Given text:
***

Trade Receivables Trade Receivables: In the normal course of business, we extend credit to customers. Trade receivables, less credit losses, reflects the net realizable value of receivables and approximates fair value. We account for trade receivables, less credit losses, under Accounting Standards Update (“ASU”) 2016-13, Financial Instruments - Credit Losses. We evaluate our trade receivables and establish a reserve for credit loss based on a combination of factors. When aware that a specific customer has been impacted by circumstances such as bankruptcy filings or deterioration in the customer’s operating results or financial position, potentially making it unable to meet its financial obligations, we record a specific reserve for bad debt to reduce the related receivable to the amount we reasonably believe is collectible. We also record reserves for credit loss for all other customers based on a variety of factors, including the length of time the receivables are past due, historical collection experience, and an evaluation of current and projected economic conditions at the balance sheet date. Trade receivables are charged off against the reserve for credit loss after we determine that the potential for recovery is remote. At April 30, 2021 and 2020, the reserve for credit loss was $2.4 and $3.0, respectively. We believe there is no concentration of risk with any single customer whose failure or nonperformance would materially affect results other than as discussed in Note 5: Reportable Segments.
Inventories
Inventories: Inventories are stated at the lower of cost or market, with market being defined as net realizable value, less costs to sell. Cost for all inventories is determined using the first-in, first-out method applied on a consistent basis.

The cost of finished products and work-in-process inventory includes materials, direct labor, and overhead. Work-in-process is included in finished products in the Consolidated Balance Sheets and was $63.8 and $65.4 at April 30, 2021 and 2020, respectively.
Derivative Financial Instruments
Derivative Financial Instruments: We account for derivative instruments in accordance with FASB ASC 815, Derivatives and Hedging, which requires all derivative instruments to be recognized in the financial statements and measured at fair value, regardless of the purpose or intent for holding them.
We do not qualify commodity derivatives or instruments used to manage foreign currency exchange exposures for hedge accounting treatment, and, as a result, the derivative gains and losses are immediately recognized in earnings. Although we do not perform the assessments required to achieve hedge accounting for derivative positions, we believe all of our derivatives are economic hedges of our risk exposure. The exposures hedged have a high inverse correlation to price changes of the derivative instrument. Thus, we would expect that over time any gain or loss in the estimated fair value of the derivatives would generally be offset by an increase or decrease in the estimated fair value of the underlying exposures.

***

The data:
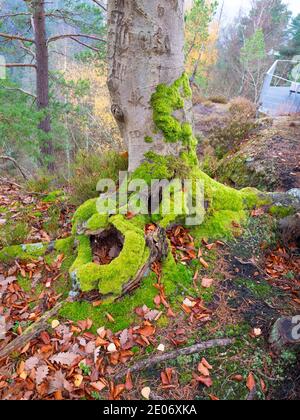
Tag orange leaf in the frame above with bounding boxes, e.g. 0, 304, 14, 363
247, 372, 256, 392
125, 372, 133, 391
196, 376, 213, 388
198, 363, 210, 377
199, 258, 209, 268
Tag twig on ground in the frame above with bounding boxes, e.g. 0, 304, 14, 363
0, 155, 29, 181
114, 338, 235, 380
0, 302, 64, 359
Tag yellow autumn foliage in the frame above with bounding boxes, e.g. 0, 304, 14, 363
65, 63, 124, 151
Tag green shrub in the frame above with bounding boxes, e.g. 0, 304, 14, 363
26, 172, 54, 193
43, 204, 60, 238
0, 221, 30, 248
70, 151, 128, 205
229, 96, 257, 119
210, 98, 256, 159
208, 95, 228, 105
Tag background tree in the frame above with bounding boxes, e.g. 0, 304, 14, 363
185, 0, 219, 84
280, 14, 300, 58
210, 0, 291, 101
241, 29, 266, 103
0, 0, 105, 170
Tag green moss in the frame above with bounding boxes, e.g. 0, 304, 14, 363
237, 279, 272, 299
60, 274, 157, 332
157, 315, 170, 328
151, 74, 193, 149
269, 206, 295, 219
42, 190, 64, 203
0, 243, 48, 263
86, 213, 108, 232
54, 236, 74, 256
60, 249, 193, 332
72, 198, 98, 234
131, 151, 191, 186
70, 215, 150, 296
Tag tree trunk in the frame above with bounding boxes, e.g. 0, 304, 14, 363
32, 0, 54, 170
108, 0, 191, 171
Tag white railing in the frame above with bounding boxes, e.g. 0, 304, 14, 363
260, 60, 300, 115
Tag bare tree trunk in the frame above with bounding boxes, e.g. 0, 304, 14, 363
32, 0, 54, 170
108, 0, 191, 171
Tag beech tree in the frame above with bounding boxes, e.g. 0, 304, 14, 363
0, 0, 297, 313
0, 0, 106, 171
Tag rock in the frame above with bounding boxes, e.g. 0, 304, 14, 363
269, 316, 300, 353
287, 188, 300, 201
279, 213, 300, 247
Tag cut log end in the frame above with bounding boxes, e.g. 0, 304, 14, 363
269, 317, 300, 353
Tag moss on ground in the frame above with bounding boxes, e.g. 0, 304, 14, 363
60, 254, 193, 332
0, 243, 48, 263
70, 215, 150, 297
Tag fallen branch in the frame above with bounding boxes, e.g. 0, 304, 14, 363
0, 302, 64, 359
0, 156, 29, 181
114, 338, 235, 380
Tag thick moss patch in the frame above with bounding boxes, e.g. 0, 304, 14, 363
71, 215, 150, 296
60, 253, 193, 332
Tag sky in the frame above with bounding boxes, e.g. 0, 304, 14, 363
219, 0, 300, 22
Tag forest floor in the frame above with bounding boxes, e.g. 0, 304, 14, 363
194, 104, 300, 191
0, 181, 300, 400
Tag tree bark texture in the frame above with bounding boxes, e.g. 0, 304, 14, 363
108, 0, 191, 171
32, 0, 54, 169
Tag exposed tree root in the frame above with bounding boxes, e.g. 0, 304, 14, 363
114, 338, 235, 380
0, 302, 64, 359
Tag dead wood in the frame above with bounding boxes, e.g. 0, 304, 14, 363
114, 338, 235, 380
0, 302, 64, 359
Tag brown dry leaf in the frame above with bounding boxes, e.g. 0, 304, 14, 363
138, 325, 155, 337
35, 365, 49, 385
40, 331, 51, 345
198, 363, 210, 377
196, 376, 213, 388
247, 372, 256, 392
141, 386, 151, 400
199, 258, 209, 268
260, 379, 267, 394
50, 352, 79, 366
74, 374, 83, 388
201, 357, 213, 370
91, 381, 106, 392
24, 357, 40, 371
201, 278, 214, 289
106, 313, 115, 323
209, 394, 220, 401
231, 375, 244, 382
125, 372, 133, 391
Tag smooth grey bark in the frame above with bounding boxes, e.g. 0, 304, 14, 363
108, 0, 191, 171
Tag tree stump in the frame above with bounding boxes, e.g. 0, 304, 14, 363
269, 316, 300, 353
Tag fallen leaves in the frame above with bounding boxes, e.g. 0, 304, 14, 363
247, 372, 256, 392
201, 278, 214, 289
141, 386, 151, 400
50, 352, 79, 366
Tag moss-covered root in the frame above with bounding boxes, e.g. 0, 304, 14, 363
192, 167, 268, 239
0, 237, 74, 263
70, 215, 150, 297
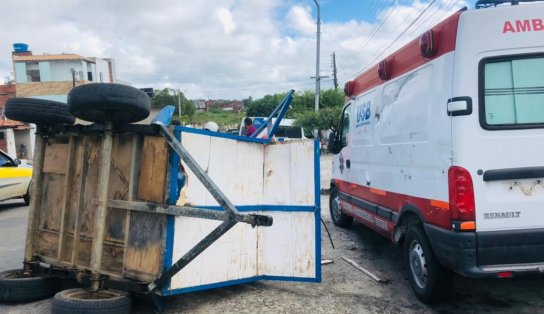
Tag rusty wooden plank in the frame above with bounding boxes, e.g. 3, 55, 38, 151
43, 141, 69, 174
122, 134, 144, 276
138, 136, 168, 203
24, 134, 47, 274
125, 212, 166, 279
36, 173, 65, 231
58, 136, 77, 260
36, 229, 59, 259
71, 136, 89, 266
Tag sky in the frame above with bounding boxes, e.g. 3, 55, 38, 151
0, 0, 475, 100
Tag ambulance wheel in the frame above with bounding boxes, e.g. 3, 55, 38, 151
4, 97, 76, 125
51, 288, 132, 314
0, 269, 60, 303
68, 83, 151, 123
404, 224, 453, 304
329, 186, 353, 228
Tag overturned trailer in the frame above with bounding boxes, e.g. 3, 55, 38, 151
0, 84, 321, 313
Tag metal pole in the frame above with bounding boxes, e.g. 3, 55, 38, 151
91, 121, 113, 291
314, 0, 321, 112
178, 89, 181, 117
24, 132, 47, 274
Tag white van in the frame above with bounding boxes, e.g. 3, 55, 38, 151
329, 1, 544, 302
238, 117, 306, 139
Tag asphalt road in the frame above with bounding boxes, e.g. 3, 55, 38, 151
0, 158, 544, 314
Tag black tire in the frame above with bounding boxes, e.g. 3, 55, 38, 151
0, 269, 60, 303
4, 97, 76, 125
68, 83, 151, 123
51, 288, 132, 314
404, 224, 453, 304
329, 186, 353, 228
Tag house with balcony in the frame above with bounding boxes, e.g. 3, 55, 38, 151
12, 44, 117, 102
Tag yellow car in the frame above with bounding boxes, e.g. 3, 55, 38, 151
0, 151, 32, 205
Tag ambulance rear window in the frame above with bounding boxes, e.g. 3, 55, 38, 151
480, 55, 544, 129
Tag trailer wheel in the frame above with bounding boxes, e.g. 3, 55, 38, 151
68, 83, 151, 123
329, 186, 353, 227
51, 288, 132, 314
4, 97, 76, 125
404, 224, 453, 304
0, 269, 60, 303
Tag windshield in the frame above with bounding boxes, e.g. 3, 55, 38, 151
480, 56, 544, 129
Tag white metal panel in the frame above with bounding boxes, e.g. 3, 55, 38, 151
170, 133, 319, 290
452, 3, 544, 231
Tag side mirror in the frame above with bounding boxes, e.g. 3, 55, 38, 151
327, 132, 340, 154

***

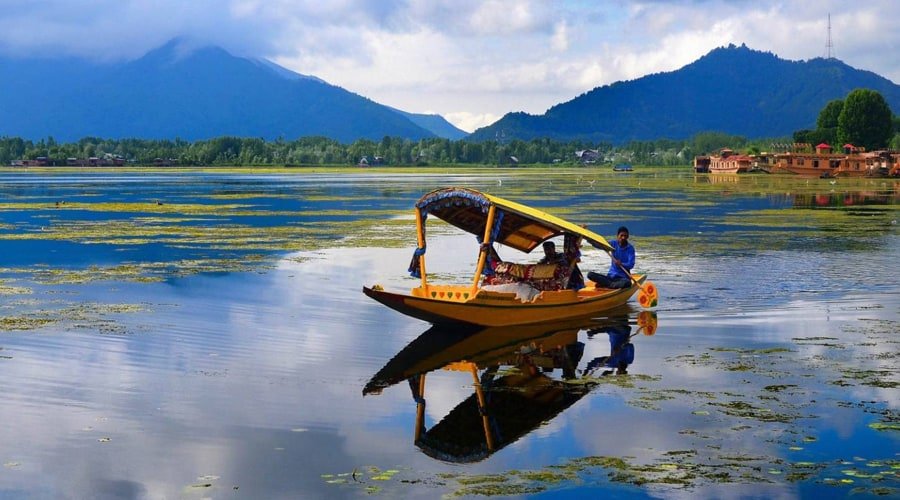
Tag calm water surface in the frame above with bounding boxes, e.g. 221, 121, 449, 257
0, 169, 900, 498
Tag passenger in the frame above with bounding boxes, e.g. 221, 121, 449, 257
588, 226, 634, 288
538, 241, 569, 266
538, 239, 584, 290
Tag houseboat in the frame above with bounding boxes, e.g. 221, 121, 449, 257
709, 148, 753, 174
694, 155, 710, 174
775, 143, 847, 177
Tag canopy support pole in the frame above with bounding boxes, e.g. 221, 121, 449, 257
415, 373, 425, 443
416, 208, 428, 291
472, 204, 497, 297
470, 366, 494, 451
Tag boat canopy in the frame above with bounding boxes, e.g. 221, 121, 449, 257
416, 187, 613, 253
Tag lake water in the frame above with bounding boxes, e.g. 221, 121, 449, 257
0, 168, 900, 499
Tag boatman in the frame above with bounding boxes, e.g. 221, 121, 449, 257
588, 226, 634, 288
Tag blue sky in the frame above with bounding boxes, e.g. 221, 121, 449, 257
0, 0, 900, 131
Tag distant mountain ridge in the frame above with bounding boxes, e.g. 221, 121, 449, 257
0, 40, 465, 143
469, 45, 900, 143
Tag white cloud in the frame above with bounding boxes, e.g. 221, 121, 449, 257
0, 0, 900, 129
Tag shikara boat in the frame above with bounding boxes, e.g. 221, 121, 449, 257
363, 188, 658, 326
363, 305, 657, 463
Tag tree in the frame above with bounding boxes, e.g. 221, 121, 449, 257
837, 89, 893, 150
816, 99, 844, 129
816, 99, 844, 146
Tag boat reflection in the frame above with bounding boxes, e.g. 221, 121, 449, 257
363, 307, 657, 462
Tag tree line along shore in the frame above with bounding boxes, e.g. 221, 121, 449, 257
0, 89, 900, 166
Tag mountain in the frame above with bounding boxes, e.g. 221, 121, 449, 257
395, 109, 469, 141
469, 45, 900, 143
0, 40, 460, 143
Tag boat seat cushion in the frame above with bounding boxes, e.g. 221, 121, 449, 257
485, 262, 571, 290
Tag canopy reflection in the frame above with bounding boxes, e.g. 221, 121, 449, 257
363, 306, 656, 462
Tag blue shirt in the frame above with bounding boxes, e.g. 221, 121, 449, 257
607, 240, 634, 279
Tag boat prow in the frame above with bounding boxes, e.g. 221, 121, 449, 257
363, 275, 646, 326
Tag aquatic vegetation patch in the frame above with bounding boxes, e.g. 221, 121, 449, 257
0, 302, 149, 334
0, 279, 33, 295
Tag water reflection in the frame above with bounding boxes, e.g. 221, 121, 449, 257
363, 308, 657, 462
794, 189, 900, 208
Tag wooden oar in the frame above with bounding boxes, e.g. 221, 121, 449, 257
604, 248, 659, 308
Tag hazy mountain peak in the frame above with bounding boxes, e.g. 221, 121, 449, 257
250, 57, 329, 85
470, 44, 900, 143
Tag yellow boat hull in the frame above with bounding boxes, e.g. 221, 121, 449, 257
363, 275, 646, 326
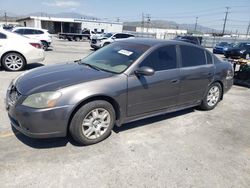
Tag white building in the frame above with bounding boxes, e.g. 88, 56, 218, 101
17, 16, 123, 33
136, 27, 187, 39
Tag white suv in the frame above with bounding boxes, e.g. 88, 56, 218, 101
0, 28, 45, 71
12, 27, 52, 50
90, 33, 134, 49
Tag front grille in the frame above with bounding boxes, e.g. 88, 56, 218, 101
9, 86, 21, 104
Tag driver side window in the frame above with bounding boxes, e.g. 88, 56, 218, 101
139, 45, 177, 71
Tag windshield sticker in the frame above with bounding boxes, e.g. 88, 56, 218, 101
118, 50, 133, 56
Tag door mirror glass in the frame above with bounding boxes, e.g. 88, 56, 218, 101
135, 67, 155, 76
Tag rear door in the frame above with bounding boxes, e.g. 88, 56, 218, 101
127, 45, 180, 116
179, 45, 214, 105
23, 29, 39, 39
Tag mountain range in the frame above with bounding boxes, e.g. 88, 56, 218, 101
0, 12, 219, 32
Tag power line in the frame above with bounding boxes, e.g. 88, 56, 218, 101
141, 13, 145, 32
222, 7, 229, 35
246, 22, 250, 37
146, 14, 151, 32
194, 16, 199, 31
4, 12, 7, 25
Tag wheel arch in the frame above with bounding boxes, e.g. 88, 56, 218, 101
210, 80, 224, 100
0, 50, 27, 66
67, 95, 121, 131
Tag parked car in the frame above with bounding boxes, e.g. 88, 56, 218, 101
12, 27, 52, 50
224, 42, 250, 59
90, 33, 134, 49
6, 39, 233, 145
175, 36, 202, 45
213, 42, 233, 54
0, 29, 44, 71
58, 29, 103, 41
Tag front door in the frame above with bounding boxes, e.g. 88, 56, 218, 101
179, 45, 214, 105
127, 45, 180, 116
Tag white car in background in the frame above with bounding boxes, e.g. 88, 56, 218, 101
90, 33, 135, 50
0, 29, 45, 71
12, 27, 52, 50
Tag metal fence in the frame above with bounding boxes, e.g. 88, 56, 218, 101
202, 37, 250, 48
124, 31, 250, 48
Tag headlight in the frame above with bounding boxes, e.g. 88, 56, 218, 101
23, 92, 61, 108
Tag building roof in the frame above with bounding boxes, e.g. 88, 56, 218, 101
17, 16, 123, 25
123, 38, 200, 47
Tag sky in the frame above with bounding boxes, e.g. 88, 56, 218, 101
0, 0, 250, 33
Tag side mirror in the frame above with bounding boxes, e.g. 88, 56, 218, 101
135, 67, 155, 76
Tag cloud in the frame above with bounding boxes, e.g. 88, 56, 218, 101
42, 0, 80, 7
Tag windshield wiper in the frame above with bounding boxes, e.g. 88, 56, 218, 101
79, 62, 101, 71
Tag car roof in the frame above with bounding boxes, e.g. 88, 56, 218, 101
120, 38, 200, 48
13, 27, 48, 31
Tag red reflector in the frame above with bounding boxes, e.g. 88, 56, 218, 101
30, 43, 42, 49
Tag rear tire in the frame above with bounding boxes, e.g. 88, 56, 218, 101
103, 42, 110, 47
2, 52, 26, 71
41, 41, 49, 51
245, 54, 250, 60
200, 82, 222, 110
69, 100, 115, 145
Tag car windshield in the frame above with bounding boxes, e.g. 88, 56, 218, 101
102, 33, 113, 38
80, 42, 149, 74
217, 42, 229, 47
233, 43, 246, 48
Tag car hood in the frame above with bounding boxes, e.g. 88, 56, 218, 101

***

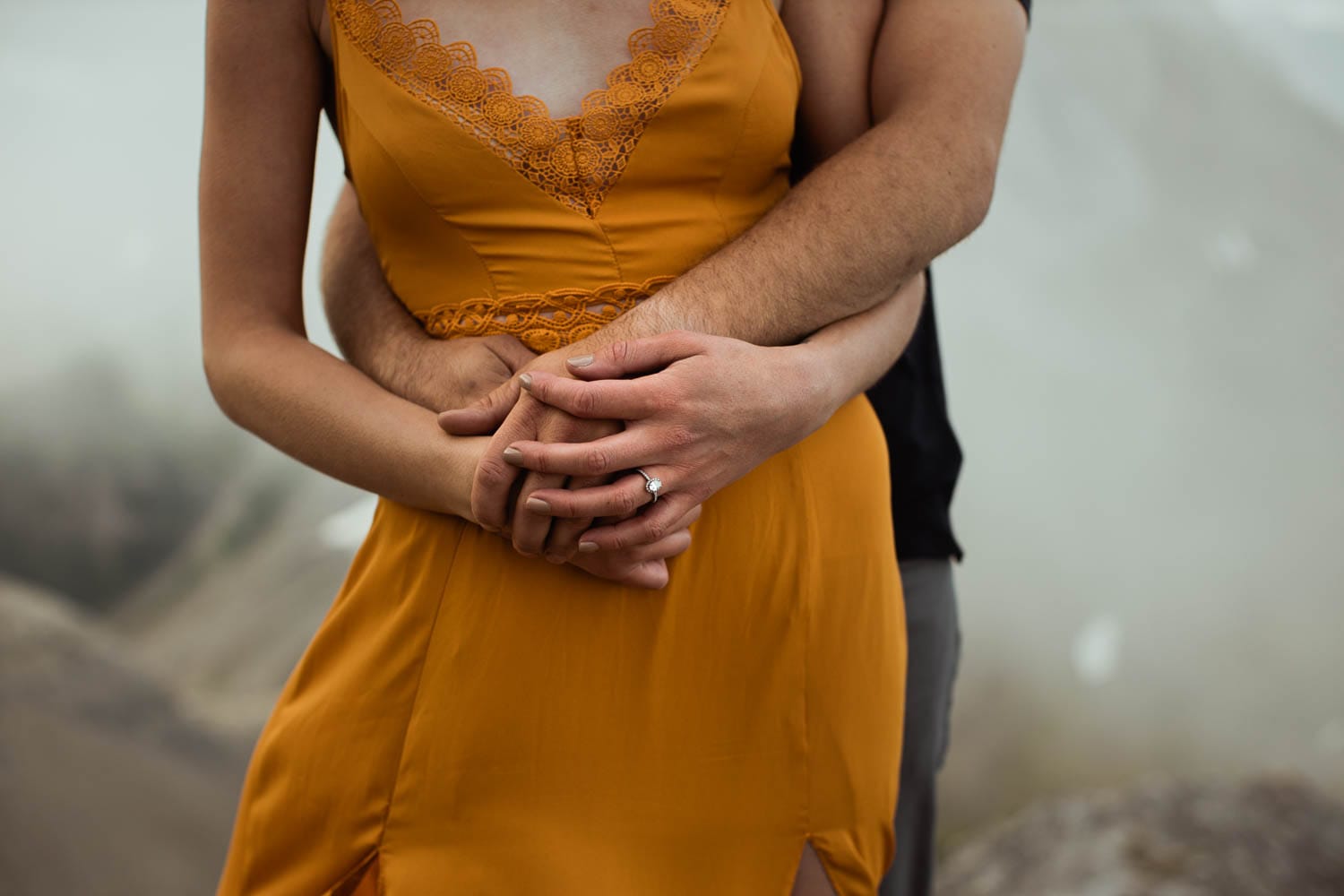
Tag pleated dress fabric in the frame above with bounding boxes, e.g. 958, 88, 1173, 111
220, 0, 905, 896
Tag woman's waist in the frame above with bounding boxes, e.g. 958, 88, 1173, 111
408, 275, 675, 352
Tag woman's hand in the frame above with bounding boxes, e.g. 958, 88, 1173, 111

***

Problems and tasks:
#1 Pick out every row containing the word "background" and copy each one.
#2 Extend the accounting policy text, picking up right after its last sentence.
The accounting policy text and the rows are unrelated to each other.

Results of the tasks:
#1
Tag background tree in the frame above with bounding boxes, e.g. 0, 304, 14, 363
Tag white car in background in the frame above with bounding boxes, e.g. 88, 56, 218, 101

#2
We utilize derivative instruments to manage interest rate risk associated with anticipated debt transactions, as well as to manage changes in the fair value of our long-term debt. At the inception of an interest rate contract, the instrument is evaluated and documented for qualifying hedge accounting treatment. If the contract is designated as a cash flow hedge, the mark-to-market gains or losses on the contract are deferred and included as a component of accumulated other comprehensive income (loss) and reclassified to interest expense in the period during which the hedged transaction affects earnings. If the contract is designated as a fair value hedge, the contract is recognized at fair value on the balance sheet, and changes in the fair value are recognized in interest expense. Generally, changes in the fair value of the contract are equal to changes in the fair value of the underlying debt and have no net impact on earnings.
Property, Plant, and Equipment
Property, Plant, and Equipment: Property, plant, and equipment is recognized at cost and is depreciated on a straight-line basis over the estimated useful life of the asset (3 to 20 years for machinery and equipment, 1 to 7 years for capitalized software costs related to software that we have purchased or has been licensed to us, and 5 to 40 years for buildings, fixtures, and improvements).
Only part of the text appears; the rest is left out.